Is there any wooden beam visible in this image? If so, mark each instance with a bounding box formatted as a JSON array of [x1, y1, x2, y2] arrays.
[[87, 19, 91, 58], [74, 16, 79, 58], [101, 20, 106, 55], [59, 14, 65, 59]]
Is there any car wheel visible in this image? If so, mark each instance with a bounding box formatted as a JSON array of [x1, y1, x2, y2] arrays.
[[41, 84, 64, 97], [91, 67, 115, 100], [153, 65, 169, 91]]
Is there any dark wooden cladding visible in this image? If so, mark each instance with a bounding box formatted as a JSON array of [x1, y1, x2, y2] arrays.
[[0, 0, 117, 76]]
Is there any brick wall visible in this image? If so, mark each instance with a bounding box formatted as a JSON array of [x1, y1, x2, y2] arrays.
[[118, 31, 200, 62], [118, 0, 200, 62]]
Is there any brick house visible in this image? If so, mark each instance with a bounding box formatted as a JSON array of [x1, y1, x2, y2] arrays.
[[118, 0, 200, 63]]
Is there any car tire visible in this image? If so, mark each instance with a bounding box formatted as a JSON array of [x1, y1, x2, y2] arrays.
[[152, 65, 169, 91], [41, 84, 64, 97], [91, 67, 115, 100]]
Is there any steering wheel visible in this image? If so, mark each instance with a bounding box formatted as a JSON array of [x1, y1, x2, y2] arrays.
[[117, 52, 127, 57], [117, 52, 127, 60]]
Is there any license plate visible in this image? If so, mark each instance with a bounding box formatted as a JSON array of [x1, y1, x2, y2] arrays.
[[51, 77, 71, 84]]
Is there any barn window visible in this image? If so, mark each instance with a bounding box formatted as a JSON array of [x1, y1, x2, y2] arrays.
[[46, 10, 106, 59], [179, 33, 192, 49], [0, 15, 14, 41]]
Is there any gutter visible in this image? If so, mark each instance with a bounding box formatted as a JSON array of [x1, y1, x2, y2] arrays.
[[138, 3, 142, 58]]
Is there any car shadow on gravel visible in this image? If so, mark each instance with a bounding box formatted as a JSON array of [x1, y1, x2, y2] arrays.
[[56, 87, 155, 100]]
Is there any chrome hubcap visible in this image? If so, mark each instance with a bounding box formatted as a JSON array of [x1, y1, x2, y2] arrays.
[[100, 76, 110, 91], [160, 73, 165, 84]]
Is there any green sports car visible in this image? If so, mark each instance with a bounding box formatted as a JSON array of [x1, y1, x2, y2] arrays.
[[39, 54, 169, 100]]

+++

Can you copy out, word for word, the lines of the material above, starting at the line that contains "Is there any green" and ending at the final line of the material?

Is there any green sports car visible in this image? If so, mark each instance with a bounding box formatted as a JSON array of [x1, y1, x2, y2] arrays.
[[39, 54, 169, 100]]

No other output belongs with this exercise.